WHAT IS REQUIRED: Copy word for word the lines of the data below, starting at the line that contains "the toilet bowl" and ending at the line that contains "column 192, row 140", with both of those lines included.
* BEGIN DATA ROWS *
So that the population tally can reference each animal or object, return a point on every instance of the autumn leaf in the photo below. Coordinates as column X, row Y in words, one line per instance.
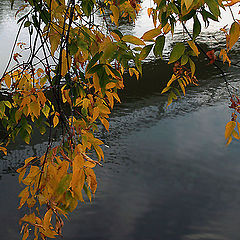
column 177, row 52
column 234, row 34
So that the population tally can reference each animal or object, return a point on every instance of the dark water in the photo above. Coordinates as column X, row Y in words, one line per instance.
column 168, row 174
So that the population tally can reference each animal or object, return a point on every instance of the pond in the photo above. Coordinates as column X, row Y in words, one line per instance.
column 167, row 175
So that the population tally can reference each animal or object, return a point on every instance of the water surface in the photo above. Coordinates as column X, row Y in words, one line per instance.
column 168, row 174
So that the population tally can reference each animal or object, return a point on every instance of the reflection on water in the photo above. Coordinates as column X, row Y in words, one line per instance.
column 167, row 174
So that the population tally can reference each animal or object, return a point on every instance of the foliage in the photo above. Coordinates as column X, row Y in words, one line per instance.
column 69, row 83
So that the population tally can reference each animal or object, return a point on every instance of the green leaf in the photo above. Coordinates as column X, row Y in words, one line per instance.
column 96, row 68
column 145, row 51
column 188, row 3
column 27, row 24
column 94, row 60
column 149, row 35
column 133, row 40
column 192, row 66
column 159, row 45
column 234, row 34
column 177, row 52
column 196, row 27
column 214, row 7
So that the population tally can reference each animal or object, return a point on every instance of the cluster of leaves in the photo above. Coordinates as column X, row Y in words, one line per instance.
column 69, row 83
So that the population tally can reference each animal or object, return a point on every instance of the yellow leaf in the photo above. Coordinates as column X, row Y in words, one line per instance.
column 104, row 109
column 193, row 47
column 28, row 218
column 55, row 120
column 235, row 135
column 47, row 219
column 24, row 194
column 28, row 160
column 234, row 34
column 8, row 80
column 173, row 78
column 66, row 63
column 149, row 35
column 25, row 233
column 96, row 82
column 35, row 108
column 229, row 140
column 54, row 39
column 229, row 129
column 115, row 12
column 133, row 40
column 116, row 97
column 105, row 123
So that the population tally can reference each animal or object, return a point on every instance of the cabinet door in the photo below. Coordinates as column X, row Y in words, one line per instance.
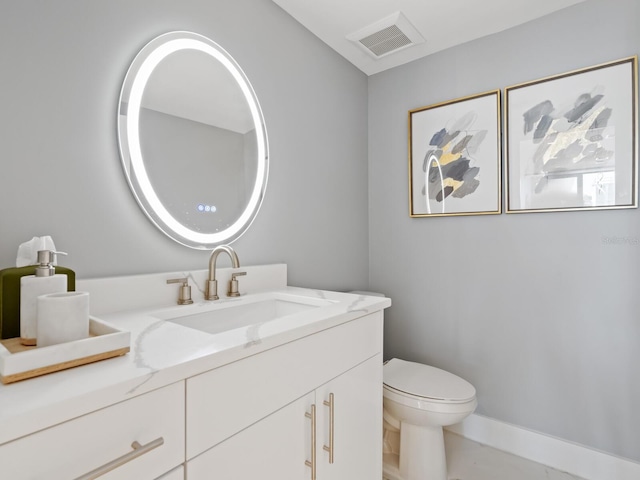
column 274, row 448
column 357, row 424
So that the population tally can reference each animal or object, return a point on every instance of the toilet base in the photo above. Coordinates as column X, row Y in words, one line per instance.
column 422, row 455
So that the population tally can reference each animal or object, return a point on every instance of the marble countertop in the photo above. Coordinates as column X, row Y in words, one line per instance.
column 163, row 352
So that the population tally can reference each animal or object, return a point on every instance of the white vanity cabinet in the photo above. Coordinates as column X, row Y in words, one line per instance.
column 252, row 418
column 79, row 446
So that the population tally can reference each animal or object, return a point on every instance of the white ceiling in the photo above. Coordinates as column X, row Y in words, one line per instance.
column 442, row 23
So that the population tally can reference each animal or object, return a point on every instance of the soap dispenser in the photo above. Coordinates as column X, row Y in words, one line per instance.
column 43, row 282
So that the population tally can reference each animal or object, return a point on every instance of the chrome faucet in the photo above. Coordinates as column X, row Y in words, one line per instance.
column 211, row 291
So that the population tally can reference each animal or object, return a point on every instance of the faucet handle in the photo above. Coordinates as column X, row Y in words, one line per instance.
column 233, row 284
column 184, row 296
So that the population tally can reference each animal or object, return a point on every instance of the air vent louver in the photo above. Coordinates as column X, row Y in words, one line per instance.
column 386, row 36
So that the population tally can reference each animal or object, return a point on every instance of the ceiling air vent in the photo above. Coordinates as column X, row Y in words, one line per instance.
column 386, row 36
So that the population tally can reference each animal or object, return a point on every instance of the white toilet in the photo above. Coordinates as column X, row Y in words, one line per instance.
column 418, row 401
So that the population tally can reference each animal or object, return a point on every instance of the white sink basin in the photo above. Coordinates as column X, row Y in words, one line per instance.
column 213, row 317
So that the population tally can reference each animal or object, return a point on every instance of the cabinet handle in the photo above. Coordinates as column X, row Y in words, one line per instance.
column 329, row 449
column 138, row 450
column 312, row 464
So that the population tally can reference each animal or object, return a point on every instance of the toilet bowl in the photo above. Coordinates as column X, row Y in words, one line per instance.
column 418, row 401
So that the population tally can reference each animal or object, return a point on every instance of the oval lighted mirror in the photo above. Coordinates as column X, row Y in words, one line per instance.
column 192, row 140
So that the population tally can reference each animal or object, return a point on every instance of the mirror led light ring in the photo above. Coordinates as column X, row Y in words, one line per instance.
column 131, row 103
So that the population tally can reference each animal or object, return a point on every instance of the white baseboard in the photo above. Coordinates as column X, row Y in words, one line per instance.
column 556, row 453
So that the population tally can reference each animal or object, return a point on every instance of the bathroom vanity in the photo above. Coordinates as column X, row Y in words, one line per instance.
column 298, row 396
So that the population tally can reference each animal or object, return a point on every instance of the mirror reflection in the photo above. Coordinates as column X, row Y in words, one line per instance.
column 193, row 141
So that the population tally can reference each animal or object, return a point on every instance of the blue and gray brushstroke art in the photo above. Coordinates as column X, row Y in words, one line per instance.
column 569, row 139
column 448, row 162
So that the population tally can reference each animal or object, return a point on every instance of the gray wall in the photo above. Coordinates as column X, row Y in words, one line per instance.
column 539, row 311
column 63, row 63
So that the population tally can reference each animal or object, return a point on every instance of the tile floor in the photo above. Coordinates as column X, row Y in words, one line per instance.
column 468, row 460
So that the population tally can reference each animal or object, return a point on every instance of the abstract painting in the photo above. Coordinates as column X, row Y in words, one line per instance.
column 571, row 140
column 454, row 157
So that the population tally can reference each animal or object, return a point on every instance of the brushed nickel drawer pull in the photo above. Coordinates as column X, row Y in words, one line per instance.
column 138, row 450
column 312, row 464
column 331, row 428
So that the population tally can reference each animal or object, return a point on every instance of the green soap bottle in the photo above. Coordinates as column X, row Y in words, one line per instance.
column 10, row 296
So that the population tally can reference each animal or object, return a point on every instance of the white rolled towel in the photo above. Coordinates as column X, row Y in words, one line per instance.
column 62, row 317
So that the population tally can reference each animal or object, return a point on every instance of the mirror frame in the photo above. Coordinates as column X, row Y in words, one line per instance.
column 130, row 104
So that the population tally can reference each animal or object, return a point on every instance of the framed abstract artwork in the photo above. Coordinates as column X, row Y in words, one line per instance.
column 454, row 157
column 571, row 140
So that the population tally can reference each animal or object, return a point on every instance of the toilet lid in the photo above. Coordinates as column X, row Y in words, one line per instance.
column 426, row 381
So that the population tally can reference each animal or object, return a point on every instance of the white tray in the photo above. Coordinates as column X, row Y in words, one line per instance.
column 18, row 362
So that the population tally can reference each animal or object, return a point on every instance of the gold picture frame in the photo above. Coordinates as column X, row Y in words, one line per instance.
column 455, row 157
column 571, row 140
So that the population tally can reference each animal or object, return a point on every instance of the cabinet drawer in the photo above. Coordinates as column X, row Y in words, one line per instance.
column 81, row 445
column 176, row 474
column 224, row 401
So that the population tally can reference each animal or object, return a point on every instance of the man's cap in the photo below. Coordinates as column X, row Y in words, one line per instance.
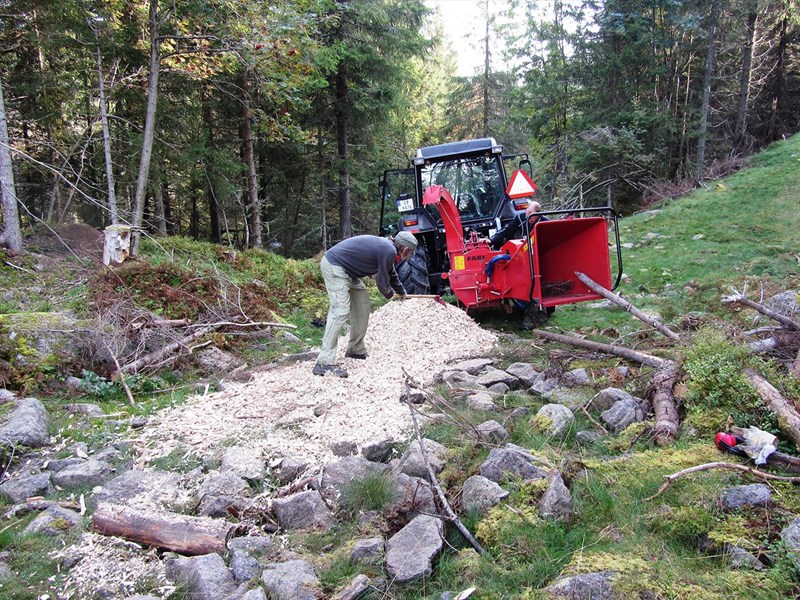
* END DATA ROWS *
PROBLEM SOLUTION:
So that the population tally can reference each animal or object, return a point on every instance of the toilet bowl in the photo above. Coordinates as column X, row Y in words, one line per instance.
column 418, row 401
So that the population tally can reference each animal or object, return a point on every instance of the oval lighted mirror in the photo above. Coordinates as column X, row Y in words, one line per instance.
column 192, row 140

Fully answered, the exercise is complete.